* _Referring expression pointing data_
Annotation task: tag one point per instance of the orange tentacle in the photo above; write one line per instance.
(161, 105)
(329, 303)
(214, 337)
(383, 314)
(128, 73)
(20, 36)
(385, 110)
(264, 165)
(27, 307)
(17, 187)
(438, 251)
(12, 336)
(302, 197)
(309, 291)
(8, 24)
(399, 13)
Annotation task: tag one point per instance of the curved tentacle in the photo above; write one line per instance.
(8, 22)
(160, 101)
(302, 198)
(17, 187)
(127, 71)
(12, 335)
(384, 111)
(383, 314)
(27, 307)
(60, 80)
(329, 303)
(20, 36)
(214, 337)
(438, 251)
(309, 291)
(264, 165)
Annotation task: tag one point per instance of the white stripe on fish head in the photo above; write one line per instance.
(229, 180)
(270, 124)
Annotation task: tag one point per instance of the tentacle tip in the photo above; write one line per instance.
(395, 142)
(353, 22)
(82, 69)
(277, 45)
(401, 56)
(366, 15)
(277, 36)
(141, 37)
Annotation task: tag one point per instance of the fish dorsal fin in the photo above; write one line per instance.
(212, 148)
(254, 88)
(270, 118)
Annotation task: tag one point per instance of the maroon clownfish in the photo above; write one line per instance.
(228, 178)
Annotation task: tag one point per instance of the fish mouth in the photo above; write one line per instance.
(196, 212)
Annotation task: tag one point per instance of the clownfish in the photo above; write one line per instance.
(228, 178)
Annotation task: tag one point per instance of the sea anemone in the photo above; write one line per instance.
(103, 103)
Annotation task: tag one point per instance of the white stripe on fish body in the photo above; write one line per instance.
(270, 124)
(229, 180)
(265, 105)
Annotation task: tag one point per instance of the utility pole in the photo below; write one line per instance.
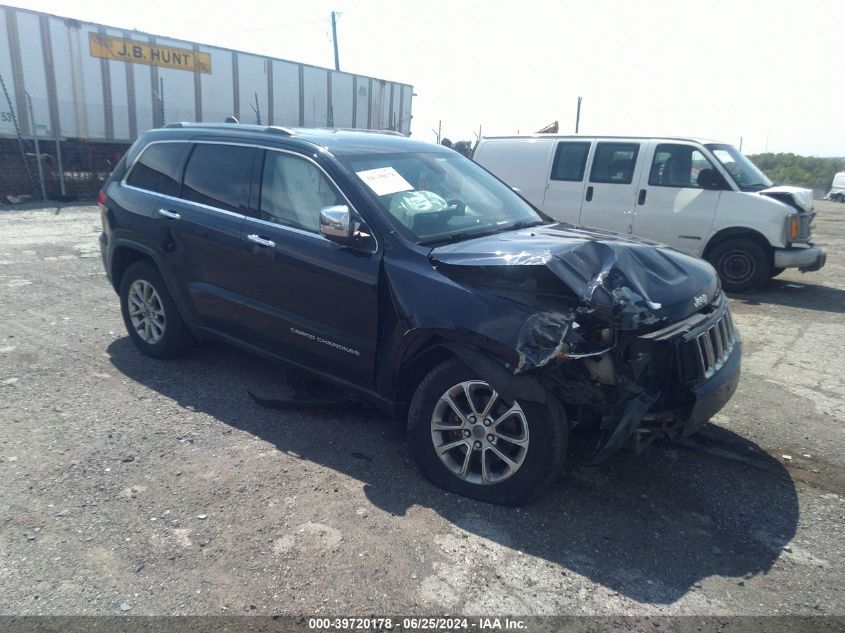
(578, 116)
(334, 40)
(37, 148)
(438, 131)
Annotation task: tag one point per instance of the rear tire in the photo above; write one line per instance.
(150, 314)
(742, 264)
(533, 436)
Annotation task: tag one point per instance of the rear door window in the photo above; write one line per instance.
(159, 168)
(615, 163)
(570, 160)
(217, 176)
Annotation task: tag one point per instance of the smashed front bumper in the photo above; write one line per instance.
(706, 351)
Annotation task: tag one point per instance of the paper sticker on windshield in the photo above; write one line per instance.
(384, 181)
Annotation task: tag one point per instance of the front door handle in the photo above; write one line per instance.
(260, 240)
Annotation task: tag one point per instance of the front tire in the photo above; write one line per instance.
(150, 314)
(470, 440)
(742, 264)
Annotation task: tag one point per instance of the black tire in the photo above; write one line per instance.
(543, 459)
(742, 263)
(174, 338)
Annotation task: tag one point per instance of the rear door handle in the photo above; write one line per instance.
(260, 240)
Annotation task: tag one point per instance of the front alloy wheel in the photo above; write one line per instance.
(478, 436)
(470, 439)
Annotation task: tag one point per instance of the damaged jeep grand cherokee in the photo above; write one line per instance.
(413, 279)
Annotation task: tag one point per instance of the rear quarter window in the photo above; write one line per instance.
(158, 169)
(614, 163)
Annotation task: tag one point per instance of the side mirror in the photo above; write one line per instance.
(336, 223)
(709, 179)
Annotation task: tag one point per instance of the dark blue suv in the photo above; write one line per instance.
(411, 278)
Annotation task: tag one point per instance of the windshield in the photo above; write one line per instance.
(437, 197)
(745, 173)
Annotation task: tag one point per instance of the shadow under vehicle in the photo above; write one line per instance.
(649, 527)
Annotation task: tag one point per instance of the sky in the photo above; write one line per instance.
(764, 74)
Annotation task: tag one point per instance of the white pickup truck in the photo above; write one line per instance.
(706, 199)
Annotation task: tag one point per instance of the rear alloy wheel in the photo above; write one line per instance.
(150, 314)
(742, 264)
(469, 439)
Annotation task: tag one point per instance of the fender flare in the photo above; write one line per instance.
(511, 386)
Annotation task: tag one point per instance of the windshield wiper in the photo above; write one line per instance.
(463, 235)
(453, 237)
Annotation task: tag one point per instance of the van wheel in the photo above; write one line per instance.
(150, 314)
(742, 264)
(470, 440)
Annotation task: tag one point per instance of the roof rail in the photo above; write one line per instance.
(278, 129)
(369, 131)
(256, 128)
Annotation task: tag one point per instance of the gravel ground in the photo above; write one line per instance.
(134, 485)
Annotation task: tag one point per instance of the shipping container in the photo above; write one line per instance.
(98, 83)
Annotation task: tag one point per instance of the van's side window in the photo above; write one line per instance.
(570, 160)
(293, 190)
(677, 166)
(158, 168)
(614, 163)
(216, 175)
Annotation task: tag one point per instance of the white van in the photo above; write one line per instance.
(703, 198)
(837, 188)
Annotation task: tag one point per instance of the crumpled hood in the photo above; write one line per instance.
(631, 281)
(803, 198)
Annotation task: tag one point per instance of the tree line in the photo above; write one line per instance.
(800, 171)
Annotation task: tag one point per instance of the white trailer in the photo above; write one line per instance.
(97, 83)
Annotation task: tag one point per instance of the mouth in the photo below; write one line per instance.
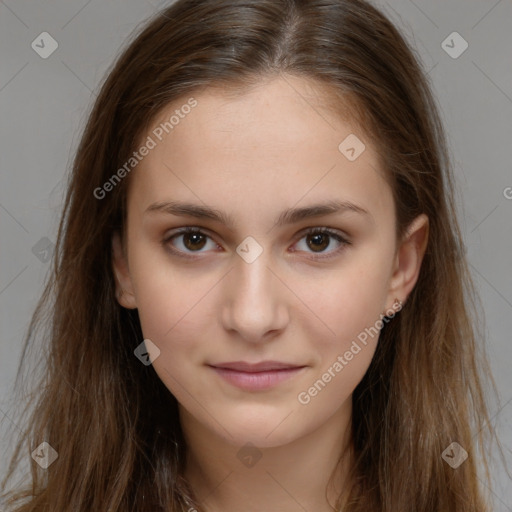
(258, 376)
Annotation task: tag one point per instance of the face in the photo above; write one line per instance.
(292, 256)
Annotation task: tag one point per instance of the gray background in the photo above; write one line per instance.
(44, 103)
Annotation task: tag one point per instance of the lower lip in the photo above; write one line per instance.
(257, 381)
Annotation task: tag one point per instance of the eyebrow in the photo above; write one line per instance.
(289, 216)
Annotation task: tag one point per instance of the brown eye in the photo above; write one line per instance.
(194, 241)
(322, 243)
(318, 241)
(189, 240)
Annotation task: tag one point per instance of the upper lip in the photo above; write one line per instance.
(263, 366)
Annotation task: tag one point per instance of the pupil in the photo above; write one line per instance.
(195, 239)
(317, 241)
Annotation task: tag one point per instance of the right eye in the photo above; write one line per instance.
(188, 240)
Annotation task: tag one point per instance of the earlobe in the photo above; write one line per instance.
(124, 287)
(409, 258)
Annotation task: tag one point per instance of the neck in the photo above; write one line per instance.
(290, 478)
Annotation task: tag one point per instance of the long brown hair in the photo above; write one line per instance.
(111, 420)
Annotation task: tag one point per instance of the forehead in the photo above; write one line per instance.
(266, 148)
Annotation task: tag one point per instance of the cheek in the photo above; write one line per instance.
(345, 301)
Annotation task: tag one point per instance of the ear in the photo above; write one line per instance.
(124, 287)
(408, 259)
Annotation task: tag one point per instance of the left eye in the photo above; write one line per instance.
(318, 240)
(192, 240)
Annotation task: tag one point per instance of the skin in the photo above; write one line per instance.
(252, 156)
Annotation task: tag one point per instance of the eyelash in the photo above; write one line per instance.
(311, 231)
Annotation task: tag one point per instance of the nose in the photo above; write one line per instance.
(255, 304)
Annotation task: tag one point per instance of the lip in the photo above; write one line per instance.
(256, 376)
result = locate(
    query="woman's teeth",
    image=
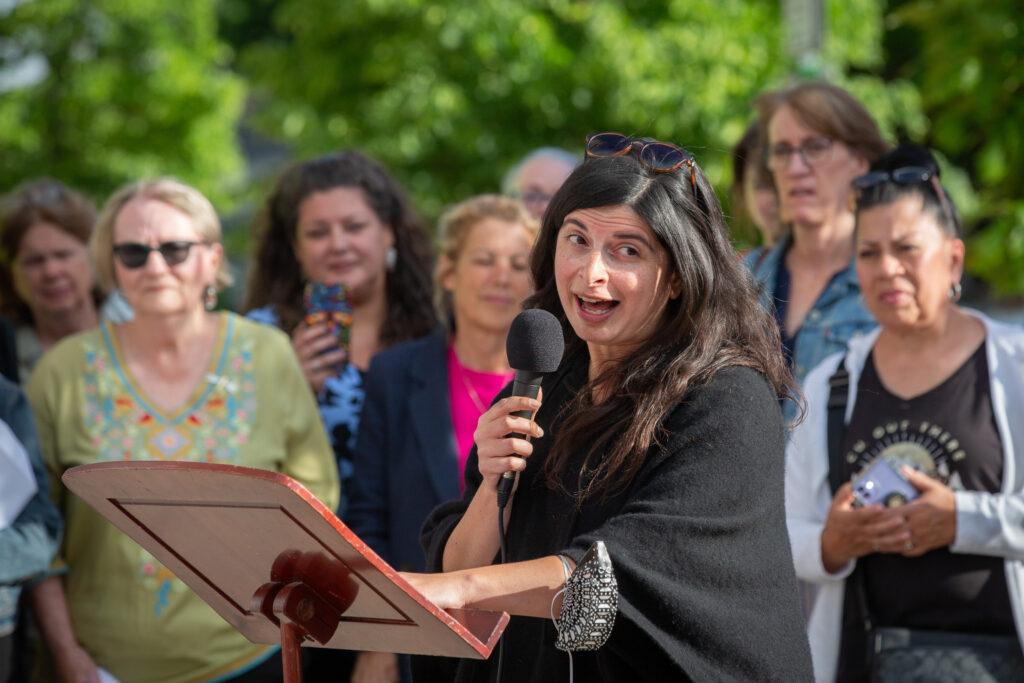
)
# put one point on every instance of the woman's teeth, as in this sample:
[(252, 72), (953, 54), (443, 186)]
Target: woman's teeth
[(596, 306)]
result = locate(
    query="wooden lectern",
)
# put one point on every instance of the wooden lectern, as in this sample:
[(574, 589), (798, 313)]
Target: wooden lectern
[(274, 562)]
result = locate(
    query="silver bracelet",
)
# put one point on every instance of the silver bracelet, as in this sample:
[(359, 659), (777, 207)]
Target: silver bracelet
[(566, 569)]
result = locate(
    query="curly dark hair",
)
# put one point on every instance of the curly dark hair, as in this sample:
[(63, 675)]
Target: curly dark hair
[(276, 276), (39, 201), (716, 323)]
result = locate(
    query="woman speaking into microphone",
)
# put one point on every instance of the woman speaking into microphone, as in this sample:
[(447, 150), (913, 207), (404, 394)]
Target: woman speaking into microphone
[(658, 445)]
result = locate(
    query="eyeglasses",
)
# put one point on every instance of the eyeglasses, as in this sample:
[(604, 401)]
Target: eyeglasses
[(134, 255), (907, 175), (656, 156), (813, 151)]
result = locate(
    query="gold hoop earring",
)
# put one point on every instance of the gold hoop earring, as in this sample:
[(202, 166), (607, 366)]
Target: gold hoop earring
[(210, 297), (955, 292)]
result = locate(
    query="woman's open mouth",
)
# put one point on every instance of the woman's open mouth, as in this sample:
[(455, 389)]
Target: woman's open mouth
[(595, 308)]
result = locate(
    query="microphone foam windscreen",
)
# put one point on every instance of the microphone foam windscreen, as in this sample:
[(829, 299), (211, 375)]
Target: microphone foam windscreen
[(535, 342)]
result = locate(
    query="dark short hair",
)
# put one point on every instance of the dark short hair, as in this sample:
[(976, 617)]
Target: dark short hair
[(748, 157), (936, 199), (276, 276), (717, 322), (38, 201)]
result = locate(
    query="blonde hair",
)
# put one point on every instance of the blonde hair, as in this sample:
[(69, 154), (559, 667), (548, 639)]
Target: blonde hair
[(455, 226), (172, 191)]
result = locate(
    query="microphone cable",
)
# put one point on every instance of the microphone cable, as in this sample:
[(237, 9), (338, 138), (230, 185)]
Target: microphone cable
[(503, 500)]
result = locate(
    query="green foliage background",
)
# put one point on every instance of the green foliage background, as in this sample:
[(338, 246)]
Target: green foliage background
[(450, 94)]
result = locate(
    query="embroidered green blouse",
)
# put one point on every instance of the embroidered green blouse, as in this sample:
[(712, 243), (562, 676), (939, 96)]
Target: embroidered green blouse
[(253, 409)]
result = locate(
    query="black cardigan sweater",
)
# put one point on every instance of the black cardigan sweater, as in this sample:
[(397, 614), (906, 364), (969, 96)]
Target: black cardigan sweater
[(698, 543)]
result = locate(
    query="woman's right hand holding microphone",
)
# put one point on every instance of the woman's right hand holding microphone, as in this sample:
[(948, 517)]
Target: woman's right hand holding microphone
[(499, 447)]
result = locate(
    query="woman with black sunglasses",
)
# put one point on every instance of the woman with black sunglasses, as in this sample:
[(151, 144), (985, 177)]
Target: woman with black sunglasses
[(658, 435), (178, 382), (926, 409)]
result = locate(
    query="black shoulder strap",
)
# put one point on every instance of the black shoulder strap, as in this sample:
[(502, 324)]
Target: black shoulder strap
[(839, 388)]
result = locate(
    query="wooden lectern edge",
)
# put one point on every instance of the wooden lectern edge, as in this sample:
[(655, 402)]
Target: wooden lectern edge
[(482, 648)]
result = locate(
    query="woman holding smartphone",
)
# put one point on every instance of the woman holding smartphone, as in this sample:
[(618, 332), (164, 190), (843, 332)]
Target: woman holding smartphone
[(936, 392), (341, 219)]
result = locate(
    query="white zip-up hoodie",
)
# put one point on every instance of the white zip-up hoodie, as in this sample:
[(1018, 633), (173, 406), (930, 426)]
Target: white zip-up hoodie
[(986, 523)]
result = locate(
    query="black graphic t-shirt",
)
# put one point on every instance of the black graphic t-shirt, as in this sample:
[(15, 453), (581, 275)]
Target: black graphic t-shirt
[(949, 433)]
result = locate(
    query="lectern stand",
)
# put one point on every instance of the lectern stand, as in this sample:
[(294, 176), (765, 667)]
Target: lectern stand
[(274, 562)]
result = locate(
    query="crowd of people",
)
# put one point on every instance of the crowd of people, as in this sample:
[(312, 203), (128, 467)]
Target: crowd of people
[(721, 422)]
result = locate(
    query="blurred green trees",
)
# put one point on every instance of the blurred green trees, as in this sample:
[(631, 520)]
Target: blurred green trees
[(967, 61), (451, 93), (99, 92)]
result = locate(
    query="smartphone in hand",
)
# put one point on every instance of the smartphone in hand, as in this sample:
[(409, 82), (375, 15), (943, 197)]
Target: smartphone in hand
[(328, 304), (880, 482)]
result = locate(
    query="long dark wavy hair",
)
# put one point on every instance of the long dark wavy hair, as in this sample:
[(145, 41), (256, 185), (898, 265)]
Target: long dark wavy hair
[(276, 276), (716, 323)]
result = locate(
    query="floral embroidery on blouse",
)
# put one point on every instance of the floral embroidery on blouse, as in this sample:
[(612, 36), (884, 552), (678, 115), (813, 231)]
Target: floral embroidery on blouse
[(211, 428)]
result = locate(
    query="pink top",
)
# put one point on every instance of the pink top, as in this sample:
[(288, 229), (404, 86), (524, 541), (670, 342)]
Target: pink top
[(470, 393)]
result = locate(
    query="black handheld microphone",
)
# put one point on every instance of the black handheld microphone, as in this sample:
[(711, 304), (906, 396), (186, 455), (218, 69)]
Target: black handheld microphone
[(535, 346)]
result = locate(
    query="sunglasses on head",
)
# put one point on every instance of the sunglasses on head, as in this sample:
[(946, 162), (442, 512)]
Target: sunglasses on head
[(134, 255), (656, 156), (907, 175)]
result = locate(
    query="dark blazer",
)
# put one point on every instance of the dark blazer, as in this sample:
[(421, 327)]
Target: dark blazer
[(406, 455), (8, 353)]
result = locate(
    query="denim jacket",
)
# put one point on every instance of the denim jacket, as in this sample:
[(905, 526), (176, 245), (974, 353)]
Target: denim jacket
[(29, 544), (838, 315)]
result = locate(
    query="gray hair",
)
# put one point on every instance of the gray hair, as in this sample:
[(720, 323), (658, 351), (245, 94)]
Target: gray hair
[(555, 154)]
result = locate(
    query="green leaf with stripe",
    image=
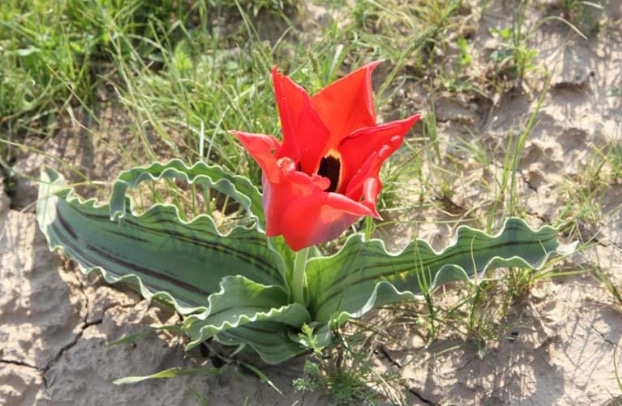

* _WHAT TO WORK ON_
Going back over the entries above, copy word for word every line from the one that has "Target: lectern stand" on through the one that has "# put one point on every instance of the pink".

* _RESPONSE TO THE TASK_
Target: lectern stand
[(274, 562)]
result = locate(
    query="crowd of people",
)
# put one point on every instance of the crowd of people, as in this sample:
[(312, 203), (128, 467)]
Target: crowd of people
[(721, 422)]
result = locate(
    query="blurred green trees",
)
# put one point on every instance of the blurred green trees, as in this sample:
[(631, 520)]
Target: blurred green trees
[(967, 61), (451, 93), (99, 92)]
result = locate(
    query="smartphone in hand",
)
# put one point on every instance of the smartphone in hand, as in this sample:
[(409, 82), (375, 15), (943, 197)]
Target: smartphone in hand
[(328, 304), (880, 482)]
result = locate(
    query="long dark wavy hair",
)
# put one point on every instance of the long dark wavy hair, as in this sample:
[(145, 41), (256, 185), (898, 265)]
Target: long dark wavy hair
[(276, 276), (716, 323)]
result = locate(
    query="floral embroidery on blouse",
)
# put one point on every instance of the floral embroidery on blouse, as in this sample:
[(612, 36), (884, 552), (678, 115), (813, 231)]
Target: floral embroidery on blouse
[(211, 428)]
result = locate(
    query="pink top",
)
# put one point on every instance of the pink top, as in this sample:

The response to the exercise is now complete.